_Written exercise:_
Print verbatim every line starting at the one that contains "Note to the class: find the bicycle pedal" and ending at the final line of the records; include both endpoints.

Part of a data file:
- - - - -

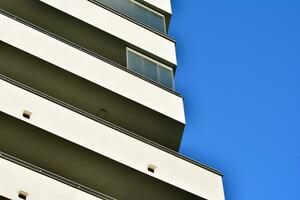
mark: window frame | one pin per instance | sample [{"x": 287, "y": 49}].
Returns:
[
  {"x": 153, "y": 11},
  {"x": 154, "y": 61}
]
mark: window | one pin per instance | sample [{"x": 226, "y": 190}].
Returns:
[
  {"x": 138, "y": 12},
  {"x": 150, "y": 68}
]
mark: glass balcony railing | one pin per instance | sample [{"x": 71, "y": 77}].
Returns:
[
  {"x": 150, "y": 68},
  {"x": 138, "y": 12}
]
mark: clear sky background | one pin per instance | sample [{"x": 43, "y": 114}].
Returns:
[{"x": 239, "y": 72}]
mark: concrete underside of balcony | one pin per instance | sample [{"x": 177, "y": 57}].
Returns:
[
  {"x": 73, "y": 30},
  {"x": 59, "y": 156},
  {"x": 89, "y": 97}
]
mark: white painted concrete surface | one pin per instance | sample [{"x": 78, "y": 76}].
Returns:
[
  {"x": 117, "y": 26},
  {"x": 164, "y": 5},
  {"x": 91, "y": 68},
  {"x": 15, "y": 178},
  {"x": 110, "y": 142}
]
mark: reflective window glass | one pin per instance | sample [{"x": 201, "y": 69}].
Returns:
[{"x": 150, "y": 68}]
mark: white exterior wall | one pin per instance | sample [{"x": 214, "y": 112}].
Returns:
[
  {"x": 117, "y": 26},
  {"x": 91, "y": 68},
  {"x": 164, "y": 5},
  {"x": 15, "y": 178},
  {"x": 110, "y": 142}
]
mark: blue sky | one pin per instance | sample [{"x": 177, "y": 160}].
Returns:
[{"x": 239, "y": 71}]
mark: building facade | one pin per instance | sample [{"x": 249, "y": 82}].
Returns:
[{"x": 88, "y": 106}]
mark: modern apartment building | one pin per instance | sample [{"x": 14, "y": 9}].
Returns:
[{"x": 88, "y": 106}]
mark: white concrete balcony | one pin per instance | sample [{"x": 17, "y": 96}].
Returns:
[
  {"x": 164, "y": 5},
  {"x": 118, "y": 26},
  {"x": 98, "y": 71},
  {"x": 19, "y": 182},
  {"x": 110, "y": 141}
]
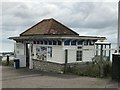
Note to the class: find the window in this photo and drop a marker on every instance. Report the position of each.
(67, 42)
(79, 47)
(49, 52)
(91, 43)
(85, 42)
(80, 42)
(50, 42)
(54, 43)
(45, 42)
(73, 43)
(79, 56)
(34, 42)
(37, 42)
(59, 42)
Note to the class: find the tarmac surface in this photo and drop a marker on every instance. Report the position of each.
(25, 78)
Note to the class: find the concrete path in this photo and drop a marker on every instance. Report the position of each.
(25, 78)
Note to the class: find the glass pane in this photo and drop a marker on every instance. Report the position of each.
(73, 42)
(67, 42)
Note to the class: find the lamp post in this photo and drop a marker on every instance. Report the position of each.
(118, 27)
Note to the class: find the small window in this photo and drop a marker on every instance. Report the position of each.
(67, 42)
(59, 42)
(79, 47)
(45, 42)
(54, 43)
(85, 42)
(34, 42)
(50, 42)
(91, 43)
(41, 42)
(37, 42)
(49, 52)
(73, 42)
(79, 56)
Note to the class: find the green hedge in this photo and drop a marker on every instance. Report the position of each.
(91, 69)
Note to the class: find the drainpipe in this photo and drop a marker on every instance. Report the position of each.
(30, 57)
(66, 60)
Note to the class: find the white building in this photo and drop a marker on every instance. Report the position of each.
(47, 41)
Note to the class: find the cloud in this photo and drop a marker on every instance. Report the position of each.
(86, 18)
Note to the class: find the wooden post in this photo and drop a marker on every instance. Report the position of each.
(109, 51)
(96, 50)
(66, 60)
(101, 59)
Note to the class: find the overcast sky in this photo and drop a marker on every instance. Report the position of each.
(91, 18)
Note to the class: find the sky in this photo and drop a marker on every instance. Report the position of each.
(93, 18)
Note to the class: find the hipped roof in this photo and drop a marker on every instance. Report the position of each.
(48, 27)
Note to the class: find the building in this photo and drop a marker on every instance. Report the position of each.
(51, 42)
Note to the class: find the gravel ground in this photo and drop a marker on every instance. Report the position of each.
(25, 78)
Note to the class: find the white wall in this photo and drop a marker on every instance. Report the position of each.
(58, 53)
(20, 53)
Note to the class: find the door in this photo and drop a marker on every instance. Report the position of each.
(20, 53)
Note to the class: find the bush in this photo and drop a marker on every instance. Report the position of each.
(91, 69)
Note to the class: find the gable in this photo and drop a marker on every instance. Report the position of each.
(49, 27)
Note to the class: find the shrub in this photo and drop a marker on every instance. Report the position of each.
(91, 69)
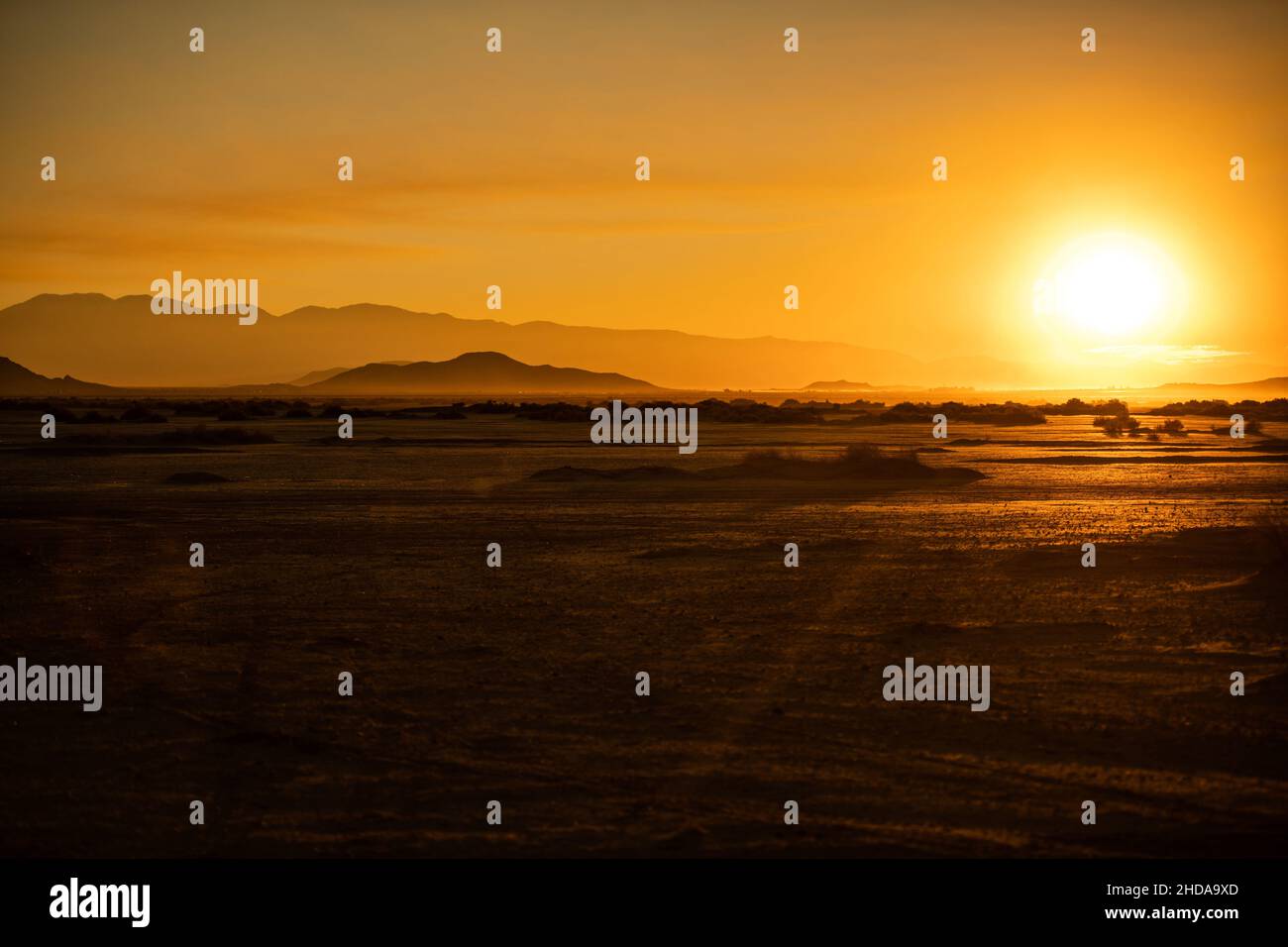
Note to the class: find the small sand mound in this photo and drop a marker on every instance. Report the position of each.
(192, 476)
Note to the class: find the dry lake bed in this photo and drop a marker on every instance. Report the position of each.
(518, 684)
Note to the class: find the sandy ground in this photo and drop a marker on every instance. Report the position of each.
(518, 684)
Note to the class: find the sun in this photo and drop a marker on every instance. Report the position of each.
(1108, 285)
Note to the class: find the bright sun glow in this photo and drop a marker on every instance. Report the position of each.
(1111, 283)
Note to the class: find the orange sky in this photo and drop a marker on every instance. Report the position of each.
(767, 167)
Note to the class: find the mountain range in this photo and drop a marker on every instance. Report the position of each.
(121, 342)
(476, 371)
(14, 379)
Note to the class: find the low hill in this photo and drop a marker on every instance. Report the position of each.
(836, 385)
(476, 371)
(14, 379)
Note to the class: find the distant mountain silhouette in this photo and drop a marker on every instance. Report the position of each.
(476, 371)
(1265, 388)
(14, 379)
(835, 385)
(323, 373)
(123, 342)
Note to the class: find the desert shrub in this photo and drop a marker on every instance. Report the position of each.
(1113, 425)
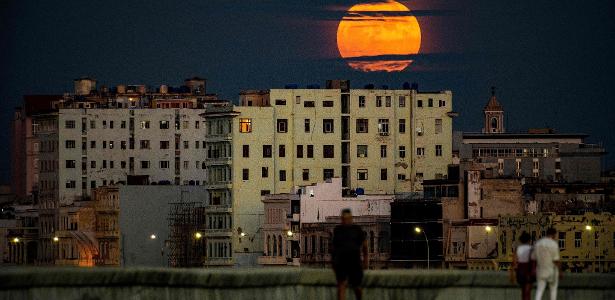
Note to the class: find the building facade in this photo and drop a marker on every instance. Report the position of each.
(376, 141)
(298, 226)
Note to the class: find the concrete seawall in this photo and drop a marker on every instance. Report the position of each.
(283, 283)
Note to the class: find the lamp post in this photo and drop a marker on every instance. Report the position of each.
(419, 230)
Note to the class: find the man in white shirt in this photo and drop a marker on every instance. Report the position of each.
(546, 254)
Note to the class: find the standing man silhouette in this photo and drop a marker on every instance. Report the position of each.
(348, 243)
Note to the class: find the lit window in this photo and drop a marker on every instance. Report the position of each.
(245, 125)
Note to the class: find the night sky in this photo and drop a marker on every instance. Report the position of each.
(551, 61)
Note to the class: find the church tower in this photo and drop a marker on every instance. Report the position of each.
(494, 115)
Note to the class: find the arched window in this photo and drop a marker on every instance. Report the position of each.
(371, 242)
(275, 246)
(494, 123)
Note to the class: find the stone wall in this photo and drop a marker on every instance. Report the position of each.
(265, 283)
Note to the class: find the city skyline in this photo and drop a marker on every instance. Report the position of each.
(524, 49)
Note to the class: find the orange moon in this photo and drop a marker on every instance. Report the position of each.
(365, 32)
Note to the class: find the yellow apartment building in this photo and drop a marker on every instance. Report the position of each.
(378, 141)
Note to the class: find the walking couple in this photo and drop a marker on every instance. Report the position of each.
(539, 263)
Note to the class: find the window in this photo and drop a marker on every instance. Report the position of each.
(383, 151)
(328, 151)
(144, 144)
(383, 126)
(70, 164)
(267, 151)
(402, 125)
(362, 125)
(361, 150)
(245, 125)
(164, 124)
(362, 174)
(327, 174)
(419, 177)
(282, 175)
(327, 125)
(299, 151)
(402, 151)
(282, 125)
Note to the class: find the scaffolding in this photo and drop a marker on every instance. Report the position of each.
(186, 248)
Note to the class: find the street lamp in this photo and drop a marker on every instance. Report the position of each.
(596, 244)
(418, 230)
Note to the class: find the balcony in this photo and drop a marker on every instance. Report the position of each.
(218, 261)
(272, 260)
(213, 138)
(218, 209)
(218, 232)
(218, 185)
(217, 161)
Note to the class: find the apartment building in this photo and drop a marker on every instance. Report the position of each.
(377, 141)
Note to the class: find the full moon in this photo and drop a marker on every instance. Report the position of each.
(367, 30)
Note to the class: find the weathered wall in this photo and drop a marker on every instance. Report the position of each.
(287, 283)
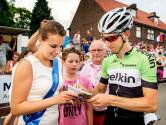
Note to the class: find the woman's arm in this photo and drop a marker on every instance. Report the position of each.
(21, 86)
(90, 114)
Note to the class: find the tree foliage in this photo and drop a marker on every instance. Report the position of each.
(6, 17)
(14, 17)
(22, 18)
(41, 11)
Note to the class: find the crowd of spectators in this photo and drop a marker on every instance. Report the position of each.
(9, 56)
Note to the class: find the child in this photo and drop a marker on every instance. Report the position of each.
(80, 113)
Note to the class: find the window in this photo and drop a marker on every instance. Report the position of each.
(138, 32)
(150, 34)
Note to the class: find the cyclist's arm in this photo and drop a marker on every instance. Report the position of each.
(147, 103)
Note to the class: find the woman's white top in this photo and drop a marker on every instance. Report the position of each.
(41, 84)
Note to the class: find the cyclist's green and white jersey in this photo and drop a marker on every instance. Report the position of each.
(127, 76)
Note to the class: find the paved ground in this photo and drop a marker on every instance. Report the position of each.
(162, 105)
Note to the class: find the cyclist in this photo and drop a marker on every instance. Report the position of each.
(130, 74)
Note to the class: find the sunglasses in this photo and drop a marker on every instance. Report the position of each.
(111, 38)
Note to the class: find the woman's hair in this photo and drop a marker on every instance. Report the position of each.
(51, 26)
(67, 51)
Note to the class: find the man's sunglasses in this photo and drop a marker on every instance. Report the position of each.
(111, 38)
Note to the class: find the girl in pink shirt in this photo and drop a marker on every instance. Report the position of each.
(80, 113)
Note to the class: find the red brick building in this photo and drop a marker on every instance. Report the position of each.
(147, 26)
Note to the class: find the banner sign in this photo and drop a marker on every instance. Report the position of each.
(5, 83)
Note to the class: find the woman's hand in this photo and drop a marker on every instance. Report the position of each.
(65, 97)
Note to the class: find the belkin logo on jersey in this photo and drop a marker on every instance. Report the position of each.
(122, 78)
(125, 77)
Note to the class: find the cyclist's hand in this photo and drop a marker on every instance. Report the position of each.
(100, 100)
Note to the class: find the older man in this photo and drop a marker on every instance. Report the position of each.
(92, 70)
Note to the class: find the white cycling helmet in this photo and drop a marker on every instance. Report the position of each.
(115, 21)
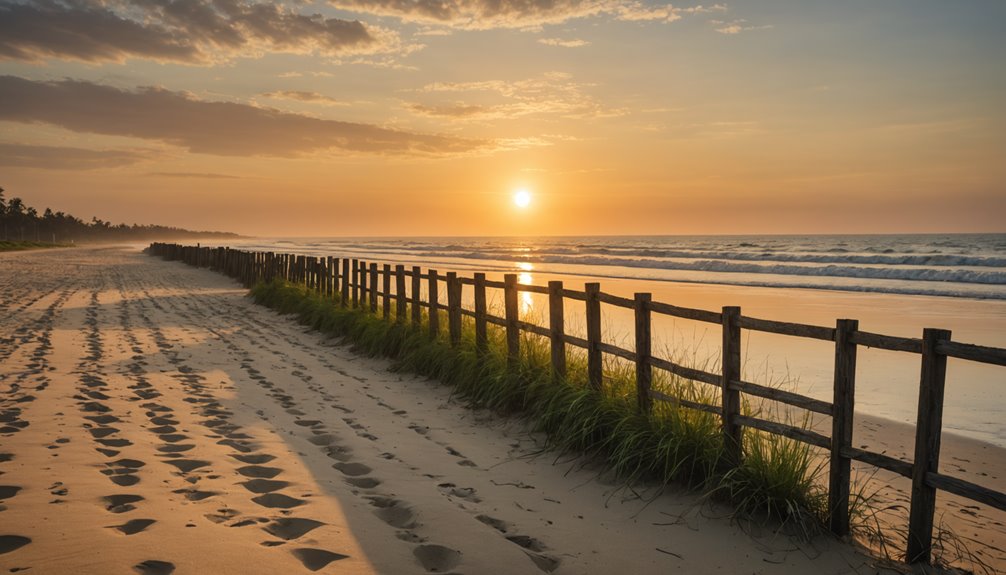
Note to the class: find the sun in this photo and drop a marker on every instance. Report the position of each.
(522, 198)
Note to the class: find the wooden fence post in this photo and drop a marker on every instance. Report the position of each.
(364, 293)
(644, 371)
(386, 286)
(843, 410)
(399, 293)
(556, 329)
(330, 274)
(416, 300)
(928, 432)
(595, 365)
(344, 293)
(512, 309)
(732, 432)
(434, 297)
(454, 308)
(355, 282)
(373, 288)
(481, 309)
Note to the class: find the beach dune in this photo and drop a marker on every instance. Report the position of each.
(154, 420)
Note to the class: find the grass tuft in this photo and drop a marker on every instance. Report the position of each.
(778, 478)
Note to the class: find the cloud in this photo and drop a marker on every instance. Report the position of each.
(301, 96)
(488, 14)
(187, 31)
(736, 26)
(225, 129)
(65, 158)
(457, 111)
(552, 93)
(574, 43)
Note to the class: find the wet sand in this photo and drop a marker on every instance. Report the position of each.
(154, 420)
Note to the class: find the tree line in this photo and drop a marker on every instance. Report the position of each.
(20, 222)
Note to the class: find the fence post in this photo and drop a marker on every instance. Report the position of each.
(454, 308)
(363, 284)
(344, 293)
(355, 282)
(928, 431)
(843, 410)
(373, 288)
(416, 308)
(644, 371)
(595, 366)
(481, 308)
(512, 309)
(399, 293)
(386, 286)
(556, 329)
(434, 297)
(732, 432)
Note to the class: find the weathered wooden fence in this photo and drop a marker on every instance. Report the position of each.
(353, 282)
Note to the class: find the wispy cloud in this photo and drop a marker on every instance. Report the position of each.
(488, 14)
(188, 31)
(572, 43)
(226, 129)
(736, 26)
(66, 158)
(550, 93)
(301, 96)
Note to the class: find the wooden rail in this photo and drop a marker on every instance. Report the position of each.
(352, 282)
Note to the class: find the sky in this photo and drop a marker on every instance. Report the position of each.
(426, 117)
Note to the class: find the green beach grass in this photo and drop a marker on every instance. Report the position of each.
(778, 480)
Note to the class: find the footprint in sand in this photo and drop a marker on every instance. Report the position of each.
(352, 469)
(289, 528)
(437, 558)
(278, 501)
(121, 503)
(395, 514)
(134, 526)
(260, 471)
(195, 495)
(7, 492)
(315, 559)
(265, 486)
(10, 543)
(363, 483)
(154, 567)
(254, 458)
(186, 465)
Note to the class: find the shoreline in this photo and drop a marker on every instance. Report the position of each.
(456, 489)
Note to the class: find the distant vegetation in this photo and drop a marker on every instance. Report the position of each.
(21, 223)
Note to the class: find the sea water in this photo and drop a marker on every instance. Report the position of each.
(894, 284)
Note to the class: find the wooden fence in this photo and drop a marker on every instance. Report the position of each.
(355, 283)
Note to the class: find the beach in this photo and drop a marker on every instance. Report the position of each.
(155, 420)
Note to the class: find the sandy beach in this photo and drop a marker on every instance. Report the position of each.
(154, 420)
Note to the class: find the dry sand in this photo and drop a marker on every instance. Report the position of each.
(153, 419)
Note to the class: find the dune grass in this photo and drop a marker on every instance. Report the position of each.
(777, 481)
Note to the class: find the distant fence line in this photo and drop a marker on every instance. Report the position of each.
(354, 282)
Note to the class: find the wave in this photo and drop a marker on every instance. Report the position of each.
(901, 273)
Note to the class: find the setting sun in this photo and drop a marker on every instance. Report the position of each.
(522, 198)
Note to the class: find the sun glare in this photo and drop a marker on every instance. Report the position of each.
(522, 198)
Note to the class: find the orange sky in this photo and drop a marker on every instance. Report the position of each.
(383, 118)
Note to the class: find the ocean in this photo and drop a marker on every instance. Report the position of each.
(894, 284)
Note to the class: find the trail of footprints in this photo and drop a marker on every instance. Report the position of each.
(17, 396)
(261, 481)
(393, 512)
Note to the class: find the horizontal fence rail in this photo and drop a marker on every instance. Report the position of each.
(353, 282)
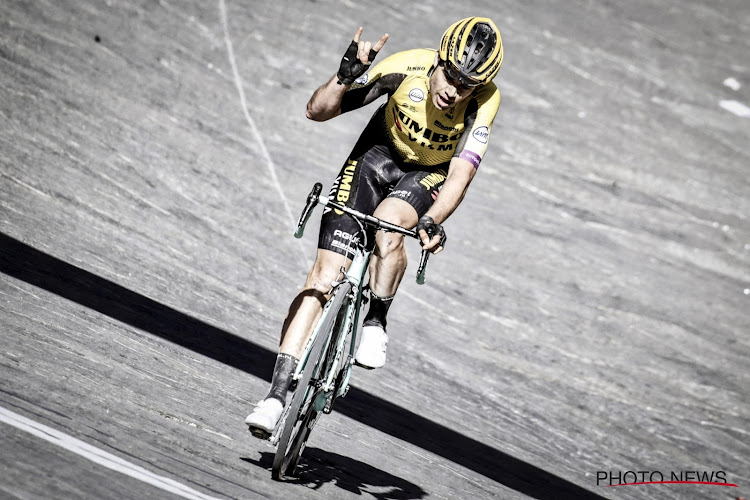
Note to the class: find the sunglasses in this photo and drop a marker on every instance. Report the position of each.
(452, 73)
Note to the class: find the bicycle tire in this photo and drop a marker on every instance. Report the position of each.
(301, 416)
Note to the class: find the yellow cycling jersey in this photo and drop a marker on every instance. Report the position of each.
(421, 133)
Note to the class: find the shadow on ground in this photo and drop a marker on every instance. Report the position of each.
(78, 285)
(318, 467)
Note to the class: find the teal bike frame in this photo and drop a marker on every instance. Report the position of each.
(324, 369)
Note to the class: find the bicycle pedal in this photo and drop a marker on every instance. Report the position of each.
(260, 433)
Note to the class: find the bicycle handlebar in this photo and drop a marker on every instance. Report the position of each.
(316, 198)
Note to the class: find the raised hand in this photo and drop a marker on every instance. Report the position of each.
(358, 58)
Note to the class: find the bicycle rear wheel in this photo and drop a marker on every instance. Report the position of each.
(301, 414)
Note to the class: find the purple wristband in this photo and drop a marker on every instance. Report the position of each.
(472, 158)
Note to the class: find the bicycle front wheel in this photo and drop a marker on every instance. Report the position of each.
(301, 414)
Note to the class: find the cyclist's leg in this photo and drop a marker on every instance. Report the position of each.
(388, 262)
(307, 306)
(410, 199)
(357, 186)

- - - - -

_Task response:_
Note to the class: find the bicycle pedal in this photo and drop a marker on every instance. Report the position of each.
(260, 433)
Note to the class: find the bicycle handlebar in this photo and drop a marker on every instance. Report the position of each.
(316, 198)
Note to the class: find the raised hand in this photo and drop a marker on every instance. Report the position of each.
(358, 58)
Note to the class: find the bicycle rear wheel in this photo and drop a marker on every instance. Report the position of each.
(301, 414)
Note to the class: find the purple wristband in this photo and drop a marker on every instance. Report the position of each.
(472, 158)
Note to the class: find the bicycle front wheel in this photo and drop a marker on every instance. Report the position of each.
(301, 414)
Note to the class: find the cyclist's leg in this photo and drop a marker on every instance. Report the position of each.
(388, 262)
(307, 306)
(410, 199)
(357, 186)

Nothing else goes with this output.